*EXERCISE*: Output the records exactly. Include every line.

--------------------

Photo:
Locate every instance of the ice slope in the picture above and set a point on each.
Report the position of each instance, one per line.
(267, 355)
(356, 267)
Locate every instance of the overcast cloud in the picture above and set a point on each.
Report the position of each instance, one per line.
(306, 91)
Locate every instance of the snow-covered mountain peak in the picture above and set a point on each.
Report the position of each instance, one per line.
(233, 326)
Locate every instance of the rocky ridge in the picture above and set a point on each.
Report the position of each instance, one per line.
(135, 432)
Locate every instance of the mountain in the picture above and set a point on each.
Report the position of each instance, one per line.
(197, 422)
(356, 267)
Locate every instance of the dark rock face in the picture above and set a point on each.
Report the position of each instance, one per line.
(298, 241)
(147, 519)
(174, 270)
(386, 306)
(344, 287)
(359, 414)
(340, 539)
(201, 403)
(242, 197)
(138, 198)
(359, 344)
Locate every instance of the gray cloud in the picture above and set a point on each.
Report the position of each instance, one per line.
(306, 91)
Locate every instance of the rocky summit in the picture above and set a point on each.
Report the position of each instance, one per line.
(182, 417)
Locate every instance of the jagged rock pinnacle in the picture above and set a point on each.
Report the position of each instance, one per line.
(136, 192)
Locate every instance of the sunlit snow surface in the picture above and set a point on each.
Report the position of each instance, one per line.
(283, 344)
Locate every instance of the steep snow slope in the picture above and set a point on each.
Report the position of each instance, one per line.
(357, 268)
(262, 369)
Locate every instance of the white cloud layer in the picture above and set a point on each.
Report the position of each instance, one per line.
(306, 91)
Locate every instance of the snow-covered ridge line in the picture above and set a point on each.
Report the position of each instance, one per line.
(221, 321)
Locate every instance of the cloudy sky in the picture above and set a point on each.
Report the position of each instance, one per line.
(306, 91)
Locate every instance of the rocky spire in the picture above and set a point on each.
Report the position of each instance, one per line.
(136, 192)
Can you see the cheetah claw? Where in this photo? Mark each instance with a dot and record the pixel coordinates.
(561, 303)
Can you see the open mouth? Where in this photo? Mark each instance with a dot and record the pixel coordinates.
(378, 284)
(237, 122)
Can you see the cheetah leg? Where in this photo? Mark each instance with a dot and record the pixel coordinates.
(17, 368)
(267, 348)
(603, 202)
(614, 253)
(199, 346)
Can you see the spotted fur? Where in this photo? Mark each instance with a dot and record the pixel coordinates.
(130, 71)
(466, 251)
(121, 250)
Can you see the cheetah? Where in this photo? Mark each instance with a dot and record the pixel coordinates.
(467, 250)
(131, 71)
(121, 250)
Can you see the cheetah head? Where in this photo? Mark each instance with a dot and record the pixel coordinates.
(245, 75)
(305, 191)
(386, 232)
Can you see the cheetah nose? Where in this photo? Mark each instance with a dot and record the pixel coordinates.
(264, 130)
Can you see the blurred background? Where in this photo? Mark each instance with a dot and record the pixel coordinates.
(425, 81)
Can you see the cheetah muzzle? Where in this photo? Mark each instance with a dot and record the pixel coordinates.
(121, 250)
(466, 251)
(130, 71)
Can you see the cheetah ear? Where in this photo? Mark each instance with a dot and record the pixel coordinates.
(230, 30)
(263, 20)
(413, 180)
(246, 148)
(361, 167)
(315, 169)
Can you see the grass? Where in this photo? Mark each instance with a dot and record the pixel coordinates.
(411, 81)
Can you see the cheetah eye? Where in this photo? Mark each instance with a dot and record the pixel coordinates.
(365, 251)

--------------------

*ANSWER*:
Photo:
Locate every instance of the ice slope in the picture above and set a point on each.
Report the position of each instance, one per line.
(267, 355)
(356, 267)
Locate every instance of the overcast cloud in the picture above and set a point on each.
Report the position of each instance, one per line.
(306, 91)
Locate every instance of the snow-covered mountain peak in the picture above and set a point on each.
Report the position of each instance, one per line.
(233, 326)
Locate every instance of the rocky ridge in the picture above and set a point on each.
Report the position of each instance, one per line.
(135, 432)
Locate every instance of the mountain in the picture above and set a point on each.
Report the position of each instance, one per line.
(197, 422)
(356, 267)
Locate every instance of the dark rock face in the picture above and set a point on each.
Report the position of each instance, one per line.
(298, 241)
(147, 519)
(174, 270)
(386, 306)
(344, 287)
(359, 414)
(340, 539)
(201, 403)
(242, 197)
(138, 198)
(359, 344)
Locate every instance of the gray cloud in the picture above and set a point on each.
Report the position of each instance, one per line.
(306, 91)
Locate every instance of the rocky summit in the picture above and set a point on each.
Report the position of each instance, one per line.
(182, 417)
Locate every instance of the jagged rock pinnacle in the picture above and set a point on each.
Report the position of each instance, one per line.
(136, 192)
Locate every instance of the sunlit snow surface in the picture above and set a point on each.
Report the position of each instance, one per line.
(283, 344)
Locate every instance of the steep snow slope in the picture above and set a point on each.
Report the position of each instance, one per line.
(357, 268)
(262, 369)
Locate every instance of the white cloud layer in the picture above and set a point on each.
Report the position of each instance, one per line.
(306, 91)
Locate every instance of the snow-covered ridge line in the picture above and set a point on each.
Report the position of each instance, one per line.
(221, 321)
Locate every instance of the cloudy sky in the picture above and set a point on each.
Report the position of each instance, one per line.
(306, 91)
Locate every instance of the rocky spire in the picture above and set a point on each.
Report the position of each instance, one per line.
(136, 192)
Can you see the cheetah claw? Where in this photo? Mark each instance with a dot and record the pixel coordinates.
(561, 303)
Can you see the open mouth? Where in this photo? Mark each instance with a dot and record the pixel coordinates.
(378, 284)
(237, 122)
Can you see the cheetah leg? Where in this photo? Mark each instance with a dot and record the pixel coordinates.
(17, 368)
(267, 348)
(603, 202)
(614, 253)
(199, 346)
Can you see the spotted fur? Where in this photo? Mark each instance with a dot and record the pixel coordinates.
(130, 71)
(466, 251)
(121, 250)
Can you see the cheetah? Where in this photo? Mark each instance with a dot and record the pixel coordinates.
(467, 250)
(131, 71)
(121, 250)
Can you see the cheetah head? Where in this photo? Mark each instance with a dot and record the pixel coordinates.
(245, 75)
(305, 191)
(386, 232)
Can you see the cheetah nose? Where in this photo? Mark each instance with a dot and record the pixel coordinates.
(264, 130)
Can you see the blurred background? Where in this photo? Mark each instance with a dot and record the pixel coordinates.
(425, 81)
Can you see the cheetah muzzle? Where in this photo? Mark each instance with a dot and record the pixel coordinates.
(121, 250)
(466, 251)
(130, 71)
Can you see the cheetah ear? Where in this photo? Mark each instance with a dot and record the pixel coordinates.
(230, 30)
(263, 20)
(413, 180)
(246, 148)
(361, 167)
(315, 169)
Can you see the grass? Where in this photo? Mark each instance with a dot and record the pixel coordinates.
(411, 81)
Can you see the cheetah eye? Where in this photo? Mark each instance with a dot and record the pixel coordinates.
(365, 251)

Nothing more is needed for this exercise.